- **Work to be completed**:
Find every line in the data below that contains the word "marking", and copy each of those lines.

- **Material for the task**:
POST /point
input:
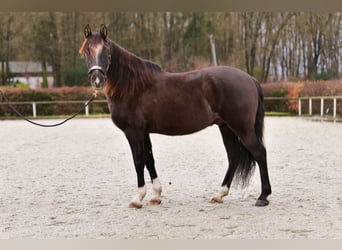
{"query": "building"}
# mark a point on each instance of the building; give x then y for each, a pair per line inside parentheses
(30, 73)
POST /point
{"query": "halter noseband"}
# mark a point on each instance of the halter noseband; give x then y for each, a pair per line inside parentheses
(96, 67)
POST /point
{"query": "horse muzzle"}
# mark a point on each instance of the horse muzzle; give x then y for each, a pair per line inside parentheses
(97, 77)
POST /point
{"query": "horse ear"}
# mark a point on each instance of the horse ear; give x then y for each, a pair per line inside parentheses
(87, 31)
(103, 31)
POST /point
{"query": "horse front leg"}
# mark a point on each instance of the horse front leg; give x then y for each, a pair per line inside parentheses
(156, 186)
(136, 142)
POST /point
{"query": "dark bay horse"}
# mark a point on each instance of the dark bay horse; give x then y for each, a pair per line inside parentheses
(144, 99)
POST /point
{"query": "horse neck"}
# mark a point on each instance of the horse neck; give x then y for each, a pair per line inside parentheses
(128, 74)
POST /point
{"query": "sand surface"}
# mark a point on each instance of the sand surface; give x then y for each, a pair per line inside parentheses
(76, 181)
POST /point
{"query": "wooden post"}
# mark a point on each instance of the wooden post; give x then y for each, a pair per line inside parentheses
(335, 106)
(322, 106)
(310, 106)
(87, 110)
(213, 50)
(34, 109)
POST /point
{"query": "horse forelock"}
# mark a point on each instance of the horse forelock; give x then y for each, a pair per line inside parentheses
(128, 74)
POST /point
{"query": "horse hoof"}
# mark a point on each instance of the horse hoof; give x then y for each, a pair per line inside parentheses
(135, 205)
(261, 203)
(216, 200)
(155, 201)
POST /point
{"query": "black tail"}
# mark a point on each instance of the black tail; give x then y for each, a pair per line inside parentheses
(246, 162)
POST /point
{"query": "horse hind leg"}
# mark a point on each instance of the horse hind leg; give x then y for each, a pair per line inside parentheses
(232, 146)
(150, 165)
(258, 151)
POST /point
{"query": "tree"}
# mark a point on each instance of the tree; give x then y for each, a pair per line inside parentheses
(45, 47)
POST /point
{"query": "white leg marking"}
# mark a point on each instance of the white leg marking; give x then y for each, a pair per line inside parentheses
(156, 192)
(137, 200)
(224, 190)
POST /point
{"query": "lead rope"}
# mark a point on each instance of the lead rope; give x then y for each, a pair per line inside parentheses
(93, 96)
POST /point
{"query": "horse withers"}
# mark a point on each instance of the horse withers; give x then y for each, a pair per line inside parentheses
(144, 99)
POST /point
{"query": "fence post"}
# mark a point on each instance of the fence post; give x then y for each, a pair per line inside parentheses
(322, 106)
(87, 110)
(310, 106)
(335, 106)
(34, 110)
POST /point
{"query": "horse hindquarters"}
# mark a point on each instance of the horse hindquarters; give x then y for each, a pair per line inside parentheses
(249, 147)
(253, 142)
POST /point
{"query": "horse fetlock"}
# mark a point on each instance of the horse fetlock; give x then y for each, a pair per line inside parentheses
(218, 198)
(157, 189)
(137, 200)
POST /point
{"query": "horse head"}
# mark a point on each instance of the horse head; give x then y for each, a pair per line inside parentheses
(97, 53)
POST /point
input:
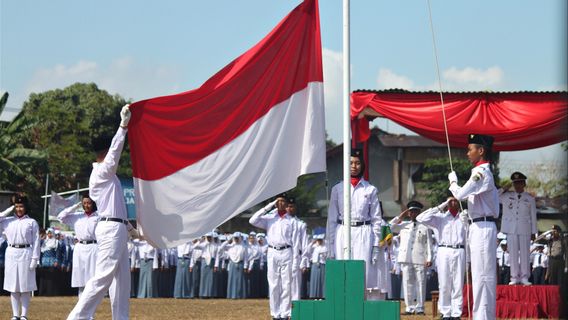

- **Response below**:
{"query": "white leg marking"}
# mark a point on each instance of the white leg marking; give x then y for each, a pair per line inside parentheses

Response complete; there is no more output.